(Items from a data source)
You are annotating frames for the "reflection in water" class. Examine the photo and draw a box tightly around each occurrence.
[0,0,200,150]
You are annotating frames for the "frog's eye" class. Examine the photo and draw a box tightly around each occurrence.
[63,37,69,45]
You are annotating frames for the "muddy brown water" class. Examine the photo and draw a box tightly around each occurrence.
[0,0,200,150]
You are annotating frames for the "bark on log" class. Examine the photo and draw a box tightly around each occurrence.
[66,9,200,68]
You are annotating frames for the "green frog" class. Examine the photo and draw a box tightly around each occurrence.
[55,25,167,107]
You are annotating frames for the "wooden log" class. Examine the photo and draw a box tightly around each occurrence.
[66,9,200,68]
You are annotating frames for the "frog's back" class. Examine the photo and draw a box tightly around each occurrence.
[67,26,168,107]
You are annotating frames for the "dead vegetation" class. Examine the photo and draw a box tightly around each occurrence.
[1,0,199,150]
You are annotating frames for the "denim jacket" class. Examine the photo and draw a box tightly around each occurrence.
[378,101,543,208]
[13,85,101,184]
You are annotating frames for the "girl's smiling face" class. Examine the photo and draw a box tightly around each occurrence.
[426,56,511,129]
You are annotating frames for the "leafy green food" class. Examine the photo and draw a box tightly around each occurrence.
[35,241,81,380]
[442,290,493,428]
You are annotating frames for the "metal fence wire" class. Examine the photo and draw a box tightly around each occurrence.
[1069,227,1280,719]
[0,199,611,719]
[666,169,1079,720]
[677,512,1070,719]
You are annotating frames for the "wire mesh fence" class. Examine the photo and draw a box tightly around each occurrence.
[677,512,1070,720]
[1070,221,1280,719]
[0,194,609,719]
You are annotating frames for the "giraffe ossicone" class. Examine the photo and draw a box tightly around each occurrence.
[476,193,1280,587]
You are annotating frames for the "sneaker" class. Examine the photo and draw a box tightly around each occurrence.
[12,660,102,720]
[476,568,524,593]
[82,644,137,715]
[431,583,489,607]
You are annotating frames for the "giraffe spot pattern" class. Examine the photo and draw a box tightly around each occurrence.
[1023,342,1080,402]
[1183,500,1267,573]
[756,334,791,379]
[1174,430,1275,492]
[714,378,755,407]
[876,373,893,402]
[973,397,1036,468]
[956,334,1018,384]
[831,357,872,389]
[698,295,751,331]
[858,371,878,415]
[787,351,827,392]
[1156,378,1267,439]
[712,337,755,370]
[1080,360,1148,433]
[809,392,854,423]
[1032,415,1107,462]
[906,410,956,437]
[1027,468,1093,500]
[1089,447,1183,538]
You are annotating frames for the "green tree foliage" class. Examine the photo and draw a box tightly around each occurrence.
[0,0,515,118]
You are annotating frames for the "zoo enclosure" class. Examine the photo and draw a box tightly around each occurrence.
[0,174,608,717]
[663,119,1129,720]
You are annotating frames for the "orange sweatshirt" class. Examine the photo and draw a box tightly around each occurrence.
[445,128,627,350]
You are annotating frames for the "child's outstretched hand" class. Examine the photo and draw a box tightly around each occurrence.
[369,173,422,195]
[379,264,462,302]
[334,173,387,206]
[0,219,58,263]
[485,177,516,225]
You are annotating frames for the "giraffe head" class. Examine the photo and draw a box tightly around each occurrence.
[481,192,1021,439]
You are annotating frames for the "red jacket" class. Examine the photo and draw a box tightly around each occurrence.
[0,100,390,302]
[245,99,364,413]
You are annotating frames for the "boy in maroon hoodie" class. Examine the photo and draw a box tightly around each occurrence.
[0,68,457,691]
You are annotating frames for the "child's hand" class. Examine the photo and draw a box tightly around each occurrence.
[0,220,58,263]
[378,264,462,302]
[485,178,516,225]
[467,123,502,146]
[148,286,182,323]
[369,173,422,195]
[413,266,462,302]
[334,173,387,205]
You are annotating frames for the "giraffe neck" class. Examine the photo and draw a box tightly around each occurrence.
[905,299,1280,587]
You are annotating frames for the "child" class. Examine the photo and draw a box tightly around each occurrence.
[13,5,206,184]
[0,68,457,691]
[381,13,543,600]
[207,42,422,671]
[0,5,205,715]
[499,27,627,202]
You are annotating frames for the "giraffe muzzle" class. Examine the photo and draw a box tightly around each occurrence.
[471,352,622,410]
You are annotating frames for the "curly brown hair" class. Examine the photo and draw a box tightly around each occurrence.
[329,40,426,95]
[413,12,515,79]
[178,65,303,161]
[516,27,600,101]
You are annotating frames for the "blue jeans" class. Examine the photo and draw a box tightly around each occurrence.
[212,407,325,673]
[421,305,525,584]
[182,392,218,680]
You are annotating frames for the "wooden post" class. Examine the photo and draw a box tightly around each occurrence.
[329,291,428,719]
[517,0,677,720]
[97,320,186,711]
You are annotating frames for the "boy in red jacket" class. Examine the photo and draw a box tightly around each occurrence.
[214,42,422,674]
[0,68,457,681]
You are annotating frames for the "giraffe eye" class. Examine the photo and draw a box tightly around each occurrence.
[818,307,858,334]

TASK TO CARRY OUT
Return every line of the records above that contains the string "giraffe".

TASK OUTPUT
You are annotating frames for the "giraffe ossicone" class. Examine the photo and draw a box tightly around each occurrence.
You are annotating frames for the "giraffe spot pattern" class. Examine the photo and draw a box tightly around each occurrence.
You are annotating frames for the "giraffe head" class. Examine the photo and draw a box tightly around each occurrence.
You are annotating frames for the "giraffe neck" class. Examine the photo and draw a box tightly around each occurrence.
You are annotating frames for the "giraffe muzzle" class. Examine the photo and draw a box tightly around each occurrence.
You are annotating frames for the "giraffe eye" class. Examine the photo and draw a box tightly around each occurrence.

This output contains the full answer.